A. Shrivastava, R. Sukthankar, J. Malik, and A. Gupta, “Beyond Skip Connections: Top-Down Modulation for Object Detection,” arXiv, vol. cs.CV, Dec. 2016.

Notes: great top down feedback paper for object detection.

analysis part shows the importance of having top-down modulation. More importantly, we should have some conv mechanism to select bottom up and top-down feature (Figure 4; conv around T_3,2 and L_2).

Skip connection itself works less impressively. (Section 6.3; Table 4, skip-pool baseline compared to baseline; as they have roughly same number of parameters).

some detail.

#### Above 4.1.3

> For ResNet101, we change the pooling stride after conv3_x block to 1, and use atrous [6, 34] convolution to maintain the receptive field.

To understand this, first you need to understand the structure of ResNet 101 blocks. it has following blocks. conv1, conv2_x, conv3_x, conv4_x. (last block is ued for classification in this work).

each block first uses a 1x1 conv with stride 2 to downsample the input, effectively losing 3/4 of data.

In this work, to make sure the feature map size is still big, in the downsampling part, they use 1x1 conv with stride 1 instead. However, this means that they neeed to dilate the later on conv operations (a previous 2x2 block for input to conv, after a stride2 downsampling), is now scattered in a 3x3 block, at 4 corners).

Therefore, they use atrous (also called dilated) conv later on.

◆ **DATA LISTING**
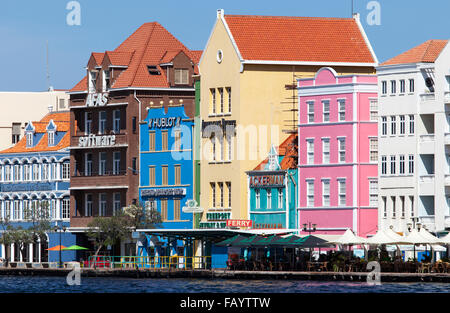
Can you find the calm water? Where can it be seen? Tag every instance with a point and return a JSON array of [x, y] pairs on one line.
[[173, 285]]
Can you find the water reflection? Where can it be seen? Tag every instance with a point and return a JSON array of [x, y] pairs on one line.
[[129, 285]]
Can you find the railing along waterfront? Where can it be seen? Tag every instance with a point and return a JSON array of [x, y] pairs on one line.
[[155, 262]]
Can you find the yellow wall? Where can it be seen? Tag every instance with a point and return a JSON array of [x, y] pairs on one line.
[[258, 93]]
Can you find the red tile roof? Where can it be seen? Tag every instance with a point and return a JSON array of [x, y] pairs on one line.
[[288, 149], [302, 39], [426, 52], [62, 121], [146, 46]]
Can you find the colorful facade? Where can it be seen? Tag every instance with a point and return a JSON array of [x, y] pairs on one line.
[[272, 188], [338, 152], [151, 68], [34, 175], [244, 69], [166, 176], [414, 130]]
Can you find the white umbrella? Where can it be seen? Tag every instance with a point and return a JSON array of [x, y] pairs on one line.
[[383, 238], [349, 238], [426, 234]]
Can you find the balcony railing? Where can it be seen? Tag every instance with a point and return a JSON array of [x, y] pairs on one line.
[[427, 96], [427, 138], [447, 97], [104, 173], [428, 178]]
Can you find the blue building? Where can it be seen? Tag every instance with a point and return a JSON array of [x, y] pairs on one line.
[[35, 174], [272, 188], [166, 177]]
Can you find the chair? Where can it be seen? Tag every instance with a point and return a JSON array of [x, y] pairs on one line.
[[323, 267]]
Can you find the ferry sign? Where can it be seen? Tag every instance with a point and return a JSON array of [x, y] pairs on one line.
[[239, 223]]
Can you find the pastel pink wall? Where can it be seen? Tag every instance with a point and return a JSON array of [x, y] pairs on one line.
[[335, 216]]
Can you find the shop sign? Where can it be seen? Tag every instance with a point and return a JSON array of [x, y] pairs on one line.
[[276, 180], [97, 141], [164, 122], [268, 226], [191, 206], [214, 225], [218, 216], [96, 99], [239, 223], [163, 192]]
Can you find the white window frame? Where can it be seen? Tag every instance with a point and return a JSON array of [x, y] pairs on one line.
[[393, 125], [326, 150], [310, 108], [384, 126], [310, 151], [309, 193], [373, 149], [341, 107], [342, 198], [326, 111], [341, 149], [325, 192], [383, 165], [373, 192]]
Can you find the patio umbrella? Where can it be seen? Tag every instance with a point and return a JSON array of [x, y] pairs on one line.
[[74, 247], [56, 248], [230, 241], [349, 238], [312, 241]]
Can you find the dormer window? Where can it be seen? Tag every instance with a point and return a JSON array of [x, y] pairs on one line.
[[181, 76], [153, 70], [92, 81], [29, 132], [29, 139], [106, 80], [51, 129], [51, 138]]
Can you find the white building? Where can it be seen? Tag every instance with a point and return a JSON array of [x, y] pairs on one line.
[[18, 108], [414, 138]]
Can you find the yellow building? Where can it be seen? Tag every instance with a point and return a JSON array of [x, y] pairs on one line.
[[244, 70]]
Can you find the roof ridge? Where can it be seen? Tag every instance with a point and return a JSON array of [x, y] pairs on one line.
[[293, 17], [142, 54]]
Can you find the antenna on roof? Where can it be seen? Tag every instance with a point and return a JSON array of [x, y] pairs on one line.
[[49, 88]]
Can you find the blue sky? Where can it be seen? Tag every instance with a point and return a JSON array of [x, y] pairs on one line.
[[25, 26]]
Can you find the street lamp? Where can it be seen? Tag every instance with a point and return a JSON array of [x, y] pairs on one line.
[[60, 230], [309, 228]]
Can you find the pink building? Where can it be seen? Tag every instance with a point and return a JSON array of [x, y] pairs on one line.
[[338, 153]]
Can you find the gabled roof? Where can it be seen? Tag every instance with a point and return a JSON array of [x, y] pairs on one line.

◆ **WRITTEN TASKS**
- 1) Return, verbatim, the part of the notes on top-down modulation for object detection that opens with the words containing "some detail." and closes with "the receptive field.".
- 2) Translate the following sentence from the notes on top-down modulation for object detection into Spanish: "For ResNet101, we change the pooling stride after conv3_x block to 1, and use atrous [6, 34] convolution to maintain the receptive field."
- 3) Extend the notes on top-down modulation for object detection, beginning after their final sentence.

◆ **FINAL RESULTS**
- 1)
some detail.

#### Above 4.1.3

> For ResNet101, we change the pooling stride after conv3_x block to 1, and use atrous [6, 34] convolution to maintain the receptive field.

- 2) Para ResNet101, cambiamos a 1 el stride de pooling después del bloque conv3_x y usamos convolución atrous [6, 34] para mantener el campo receptivo.

- 3)
This approach can be found in earlier works, such as R-FCN <https://arxiv.org/abs/1605.06409> R-FCN: Object Detection via Region-based Fully Convolutional Network

Also the author of the paper told me it's standard inside Google.

> Hey Yimeng,
> 
> The details followed the standard architecture used inside Google. Some details are available at: https://arxiv.org/abs/1611.10012. 
> 
> Reducing the stride make the FoV smaller; so, to maintain the FoV, we increase make the following layer’s atrous rate 2. Atrous convolution does not increase the output size in this case, but only increases the FoV.
> 
> These tricks were used because Google researchers found it to perform better than the vanilla version. Does this make sense? If not, let me know. We can discuss it futher.

Also he said it could be applied to VGG as well. although he didn't use it.

> It might help with VGG as well. I used the standard implementations of Google researchers.

#### end of 4.1.3

> To counter this, we apply RPN
at a stride which ensures that computation remains exactly the same (e.g., using stride of 4 for $T_2^{out}$. 

This means that, no matter how many levels of top down modules they have, they always compute RPN loss at same number of locations as in original network without all top down modules.

The reason you compute at stride of 4 For $T_2$, it because the feature map isze is 150x250, which is 4 times bigger than 37x63, the original size of feature map without top down. Check Figure 2.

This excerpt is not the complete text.